• **Exercise description**: From the records below, copy out exactly the lines from the one containing "Target: dry brown grass" to the one containing "point(102, 90)", both included. Add nothing else.

[Stored records]
---

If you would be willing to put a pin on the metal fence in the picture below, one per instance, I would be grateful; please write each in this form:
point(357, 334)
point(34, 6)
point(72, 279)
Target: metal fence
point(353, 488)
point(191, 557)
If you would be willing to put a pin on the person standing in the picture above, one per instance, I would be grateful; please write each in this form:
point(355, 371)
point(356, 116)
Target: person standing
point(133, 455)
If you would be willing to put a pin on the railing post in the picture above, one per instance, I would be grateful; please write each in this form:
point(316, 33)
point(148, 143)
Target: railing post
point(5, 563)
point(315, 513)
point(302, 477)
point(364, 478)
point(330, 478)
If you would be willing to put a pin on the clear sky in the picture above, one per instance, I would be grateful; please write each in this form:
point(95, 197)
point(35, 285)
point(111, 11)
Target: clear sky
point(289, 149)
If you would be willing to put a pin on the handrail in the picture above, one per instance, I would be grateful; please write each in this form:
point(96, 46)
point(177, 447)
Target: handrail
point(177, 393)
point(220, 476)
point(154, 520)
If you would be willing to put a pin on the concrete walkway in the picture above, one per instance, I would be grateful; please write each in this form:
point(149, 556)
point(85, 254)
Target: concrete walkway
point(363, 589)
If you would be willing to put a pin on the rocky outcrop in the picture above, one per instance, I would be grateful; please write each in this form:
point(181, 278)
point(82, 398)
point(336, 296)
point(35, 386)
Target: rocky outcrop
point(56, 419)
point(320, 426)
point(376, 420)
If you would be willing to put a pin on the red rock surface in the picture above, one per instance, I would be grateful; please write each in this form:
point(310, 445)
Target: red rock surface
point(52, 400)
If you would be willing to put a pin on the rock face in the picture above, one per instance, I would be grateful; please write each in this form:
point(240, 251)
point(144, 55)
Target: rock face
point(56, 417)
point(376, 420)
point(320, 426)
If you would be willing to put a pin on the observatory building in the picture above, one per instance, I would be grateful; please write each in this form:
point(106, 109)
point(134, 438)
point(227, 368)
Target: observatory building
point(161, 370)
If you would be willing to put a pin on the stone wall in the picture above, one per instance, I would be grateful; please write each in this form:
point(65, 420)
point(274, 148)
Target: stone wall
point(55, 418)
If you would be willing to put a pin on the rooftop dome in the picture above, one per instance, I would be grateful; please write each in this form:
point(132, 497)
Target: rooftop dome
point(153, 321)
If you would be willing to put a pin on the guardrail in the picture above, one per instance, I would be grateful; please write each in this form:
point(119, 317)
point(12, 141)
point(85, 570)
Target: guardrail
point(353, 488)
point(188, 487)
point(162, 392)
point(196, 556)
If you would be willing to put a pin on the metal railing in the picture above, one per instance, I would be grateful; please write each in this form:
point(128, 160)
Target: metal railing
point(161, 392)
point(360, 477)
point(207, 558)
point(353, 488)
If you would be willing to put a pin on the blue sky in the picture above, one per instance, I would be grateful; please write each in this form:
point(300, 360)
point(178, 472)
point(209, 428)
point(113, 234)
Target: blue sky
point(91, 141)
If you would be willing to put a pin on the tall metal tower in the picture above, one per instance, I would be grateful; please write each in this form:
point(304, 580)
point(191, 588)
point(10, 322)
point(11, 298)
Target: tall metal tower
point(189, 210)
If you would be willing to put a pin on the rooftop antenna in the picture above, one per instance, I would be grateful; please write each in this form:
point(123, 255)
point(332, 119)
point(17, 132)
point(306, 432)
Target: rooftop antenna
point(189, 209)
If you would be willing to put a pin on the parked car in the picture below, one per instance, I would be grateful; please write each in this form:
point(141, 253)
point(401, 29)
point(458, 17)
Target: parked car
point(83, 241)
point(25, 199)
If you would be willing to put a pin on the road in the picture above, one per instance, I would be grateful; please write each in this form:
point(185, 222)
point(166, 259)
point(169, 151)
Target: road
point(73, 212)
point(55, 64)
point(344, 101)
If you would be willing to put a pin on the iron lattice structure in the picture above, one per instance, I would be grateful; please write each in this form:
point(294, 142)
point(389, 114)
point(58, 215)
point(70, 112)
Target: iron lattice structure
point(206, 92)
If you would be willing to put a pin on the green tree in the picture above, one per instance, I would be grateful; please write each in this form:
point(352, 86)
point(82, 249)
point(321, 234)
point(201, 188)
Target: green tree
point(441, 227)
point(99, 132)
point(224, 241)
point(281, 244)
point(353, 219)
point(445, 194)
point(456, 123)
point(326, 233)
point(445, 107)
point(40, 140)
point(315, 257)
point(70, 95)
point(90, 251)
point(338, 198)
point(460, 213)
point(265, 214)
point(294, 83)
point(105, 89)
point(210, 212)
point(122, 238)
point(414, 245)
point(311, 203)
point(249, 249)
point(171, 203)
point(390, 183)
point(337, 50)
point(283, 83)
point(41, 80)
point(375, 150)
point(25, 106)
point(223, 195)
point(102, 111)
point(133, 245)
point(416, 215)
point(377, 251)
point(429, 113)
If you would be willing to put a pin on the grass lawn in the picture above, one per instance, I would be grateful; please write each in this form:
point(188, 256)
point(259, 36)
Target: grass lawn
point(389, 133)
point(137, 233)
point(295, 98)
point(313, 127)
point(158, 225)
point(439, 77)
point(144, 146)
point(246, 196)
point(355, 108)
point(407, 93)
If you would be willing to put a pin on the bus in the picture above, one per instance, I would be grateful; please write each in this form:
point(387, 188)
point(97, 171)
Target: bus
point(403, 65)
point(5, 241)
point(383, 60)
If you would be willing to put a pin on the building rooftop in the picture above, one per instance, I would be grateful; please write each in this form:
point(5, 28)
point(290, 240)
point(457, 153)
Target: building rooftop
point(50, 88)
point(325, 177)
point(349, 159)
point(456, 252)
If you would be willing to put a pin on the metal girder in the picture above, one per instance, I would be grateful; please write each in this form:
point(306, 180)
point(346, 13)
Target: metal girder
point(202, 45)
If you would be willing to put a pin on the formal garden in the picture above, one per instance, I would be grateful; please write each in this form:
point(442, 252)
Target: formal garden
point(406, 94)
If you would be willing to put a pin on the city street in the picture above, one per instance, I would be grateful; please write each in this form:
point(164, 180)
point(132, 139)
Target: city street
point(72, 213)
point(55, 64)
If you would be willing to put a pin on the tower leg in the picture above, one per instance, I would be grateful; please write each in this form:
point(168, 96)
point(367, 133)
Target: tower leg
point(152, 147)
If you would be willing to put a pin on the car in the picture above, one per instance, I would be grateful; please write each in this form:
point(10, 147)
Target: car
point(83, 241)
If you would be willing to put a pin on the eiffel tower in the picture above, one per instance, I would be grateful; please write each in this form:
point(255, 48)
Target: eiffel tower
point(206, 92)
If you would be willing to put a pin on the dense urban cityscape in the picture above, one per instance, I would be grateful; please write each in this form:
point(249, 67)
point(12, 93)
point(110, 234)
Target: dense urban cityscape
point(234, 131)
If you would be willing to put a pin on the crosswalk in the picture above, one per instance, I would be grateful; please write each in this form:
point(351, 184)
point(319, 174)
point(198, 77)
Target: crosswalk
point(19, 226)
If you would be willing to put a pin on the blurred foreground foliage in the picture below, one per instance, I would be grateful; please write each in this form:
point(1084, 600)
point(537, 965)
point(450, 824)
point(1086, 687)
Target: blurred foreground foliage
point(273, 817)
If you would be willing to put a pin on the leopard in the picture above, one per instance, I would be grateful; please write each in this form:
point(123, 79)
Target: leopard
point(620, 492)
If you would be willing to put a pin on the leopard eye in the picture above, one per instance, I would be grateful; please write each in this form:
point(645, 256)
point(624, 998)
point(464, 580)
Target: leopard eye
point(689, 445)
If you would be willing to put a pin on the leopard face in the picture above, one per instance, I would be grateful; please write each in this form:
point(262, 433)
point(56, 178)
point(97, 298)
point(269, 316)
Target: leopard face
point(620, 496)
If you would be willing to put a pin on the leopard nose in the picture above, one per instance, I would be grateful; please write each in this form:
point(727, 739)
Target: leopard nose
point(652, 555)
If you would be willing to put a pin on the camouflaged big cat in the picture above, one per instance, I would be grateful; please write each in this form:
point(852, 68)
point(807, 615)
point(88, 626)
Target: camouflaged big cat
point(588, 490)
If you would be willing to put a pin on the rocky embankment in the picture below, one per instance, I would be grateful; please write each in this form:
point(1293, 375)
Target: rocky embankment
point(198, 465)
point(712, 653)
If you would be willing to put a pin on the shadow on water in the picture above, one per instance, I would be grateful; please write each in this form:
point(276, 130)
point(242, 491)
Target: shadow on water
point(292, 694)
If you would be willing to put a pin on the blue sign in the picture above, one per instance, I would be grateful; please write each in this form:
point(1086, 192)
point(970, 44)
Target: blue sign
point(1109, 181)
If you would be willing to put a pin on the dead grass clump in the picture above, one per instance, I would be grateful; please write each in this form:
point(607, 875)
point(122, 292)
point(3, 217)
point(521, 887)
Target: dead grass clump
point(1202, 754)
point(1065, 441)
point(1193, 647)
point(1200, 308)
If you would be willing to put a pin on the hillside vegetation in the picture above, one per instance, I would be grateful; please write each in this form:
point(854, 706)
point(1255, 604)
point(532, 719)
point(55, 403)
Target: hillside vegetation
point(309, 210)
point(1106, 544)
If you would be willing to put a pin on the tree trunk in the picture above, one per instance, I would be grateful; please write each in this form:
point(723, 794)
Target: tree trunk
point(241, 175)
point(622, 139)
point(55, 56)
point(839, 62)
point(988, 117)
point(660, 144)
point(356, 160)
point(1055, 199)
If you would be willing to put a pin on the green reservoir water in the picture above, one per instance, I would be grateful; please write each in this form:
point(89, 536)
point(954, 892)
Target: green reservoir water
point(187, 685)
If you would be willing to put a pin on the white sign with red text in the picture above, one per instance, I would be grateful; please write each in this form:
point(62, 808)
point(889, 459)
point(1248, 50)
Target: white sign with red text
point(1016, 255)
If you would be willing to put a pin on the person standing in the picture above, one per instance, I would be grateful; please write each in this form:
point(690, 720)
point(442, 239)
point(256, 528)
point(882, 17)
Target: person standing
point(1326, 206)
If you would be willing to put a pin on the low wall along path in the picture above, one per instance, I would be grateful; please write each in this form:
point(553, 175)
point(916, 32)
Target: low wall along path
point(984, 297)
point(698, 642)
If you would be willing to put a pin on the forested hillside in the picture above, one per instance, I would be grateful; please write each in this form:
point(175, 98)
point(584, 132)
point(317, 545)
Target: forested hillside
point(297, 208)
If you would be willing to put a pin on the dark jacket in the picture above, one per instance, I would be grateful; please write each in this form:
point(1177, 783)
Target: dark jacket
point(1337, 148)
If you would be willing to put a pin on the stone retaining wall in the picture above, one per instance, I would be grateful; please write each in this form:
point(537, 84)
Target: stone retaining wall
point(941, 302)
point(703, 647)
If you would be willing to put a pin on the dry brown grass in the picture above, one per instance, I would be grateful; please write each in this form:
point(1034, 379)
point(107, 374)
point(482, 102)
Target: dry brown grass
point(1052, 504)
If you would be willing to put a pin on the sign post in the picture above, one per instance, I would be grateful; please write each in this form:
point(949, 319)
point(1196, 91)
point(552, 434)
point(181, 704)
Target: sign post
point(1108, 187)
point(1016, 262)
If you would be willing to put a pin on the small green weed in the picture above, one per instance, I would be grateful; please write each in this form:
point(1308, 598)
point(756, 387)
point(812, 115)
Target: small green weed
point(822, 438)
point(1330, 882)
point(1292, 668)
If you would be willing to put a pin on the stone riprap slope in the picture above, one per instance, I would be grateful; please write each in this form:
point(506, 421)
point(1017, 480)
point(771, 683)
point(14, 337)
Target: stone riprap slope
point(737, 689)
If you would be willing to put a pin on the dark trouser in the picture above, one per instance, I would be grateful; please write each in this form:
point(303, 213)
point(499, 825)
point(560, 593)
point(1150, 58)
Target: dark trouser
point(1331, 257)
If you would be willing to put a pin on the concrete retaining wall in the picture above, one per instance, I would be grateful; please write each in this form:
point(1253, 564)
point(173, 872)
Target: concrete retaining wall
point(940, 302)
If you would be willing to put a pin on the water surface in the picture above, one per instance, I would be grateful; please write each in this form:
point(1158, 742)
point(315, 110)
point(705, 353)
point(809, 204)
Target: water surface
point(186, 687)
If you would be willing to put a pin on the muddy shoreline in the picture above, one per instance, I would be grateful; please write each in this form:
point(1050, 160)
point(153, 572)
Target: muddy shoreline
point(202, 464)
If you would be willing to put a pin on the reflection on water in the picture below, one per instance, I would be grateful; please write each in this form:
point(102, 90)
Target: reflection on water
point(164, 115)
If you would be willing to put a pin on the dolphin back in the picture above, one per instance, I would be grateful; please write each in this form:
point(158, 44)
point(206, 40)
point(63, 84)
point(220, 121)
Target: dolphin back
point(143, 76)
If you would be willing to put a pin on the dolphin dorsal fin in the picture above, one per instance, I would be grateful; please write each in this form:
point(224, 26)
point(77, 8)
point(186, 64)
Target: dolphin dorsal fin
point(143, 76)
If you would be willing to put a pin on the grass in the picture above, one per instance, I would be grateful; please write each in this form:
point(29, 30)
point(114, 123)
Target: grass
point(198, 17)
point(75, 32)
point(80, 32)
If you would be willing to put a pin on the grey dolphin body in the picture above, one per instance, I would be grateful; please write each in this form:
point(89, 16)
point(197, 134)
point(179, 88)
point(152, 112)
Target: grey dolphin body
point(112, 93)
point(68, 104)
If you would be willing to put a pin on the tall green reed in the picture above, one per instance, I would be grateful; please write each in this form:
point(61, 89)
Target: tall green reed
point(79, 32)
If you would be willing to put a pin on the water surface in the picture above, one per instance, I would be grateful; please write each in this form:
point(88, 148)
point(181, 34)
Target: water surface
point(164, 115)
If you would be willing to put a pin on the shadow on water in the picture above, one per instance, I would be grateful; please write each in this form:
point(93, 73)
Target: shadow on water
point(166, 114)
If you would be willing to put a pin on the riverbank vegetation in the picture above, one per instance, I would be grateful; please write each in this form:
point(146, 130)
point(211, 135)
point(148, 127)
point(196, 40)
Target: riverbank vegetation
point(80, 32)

---

• **The answer**:
Target: dry brown grass
point(1052, 504)
If you would be willing to put a pin on the sign post in the picture above, one per instance, I would be grateful; please write each in this form:
point(949, 319)
point(1196, 91)
point(552, 434)
point(181, 704)
Target: sign post
point(1108, 187)
point(1016, 262)
If you would be willing to put a pin on the small green weed in the picture above, one per instance, I would be grateful; please write each in this form:
point(1308, 598)
point(756, 387)
point(812, 115)
Target: small green weed
point(822, 438)
point(1330, 882)
point(1292, 668)
If you would be willing to put a pin on the stone riprap slope in the picture above, one per instance, I would be grateful; please write each in this form:
point(506, 421)
point(1017, 480)
point(771, 683)
point(14, 337)
Target: stone riprap slope
point(737, 689)
If you would be willing to put a pin on the dark trouser in the picture above, one per instance, I would be grateful; please write each in this form:
point(303, 213)
point(499, 825)
point(560, 593)
point(1150, 58)
Target: dark trouser
point(1331, 257)
If you would be willing to put a pin on the concrete retaining wall in the picture above, one per instance, I would be grateful; please write each in this form:
point(1253, 564)
point(173, 872)
Target: concrete retaining wall
point(940, 302)
If you would be willing to put a pin on the water surface in the picture above, one per instance, I would be grateful; please write each in this form:
point(1158, 742)
point(315, 110)
point(705, 353)
point(809, 204)
Target: water surface
point(186, 687)
If you would be willing to put a pin on the muddy shoreline in the picture above, one per instance, I would be grateful; please write each in this form:
point(1050, 160)
point(153, 572)
Target: muddy shoreline
point(202, 464)
If you would be willing to put a pin on the reflection on water in the picture below, one per instance, I would be grateful; please write each in this form:
point(102, 90)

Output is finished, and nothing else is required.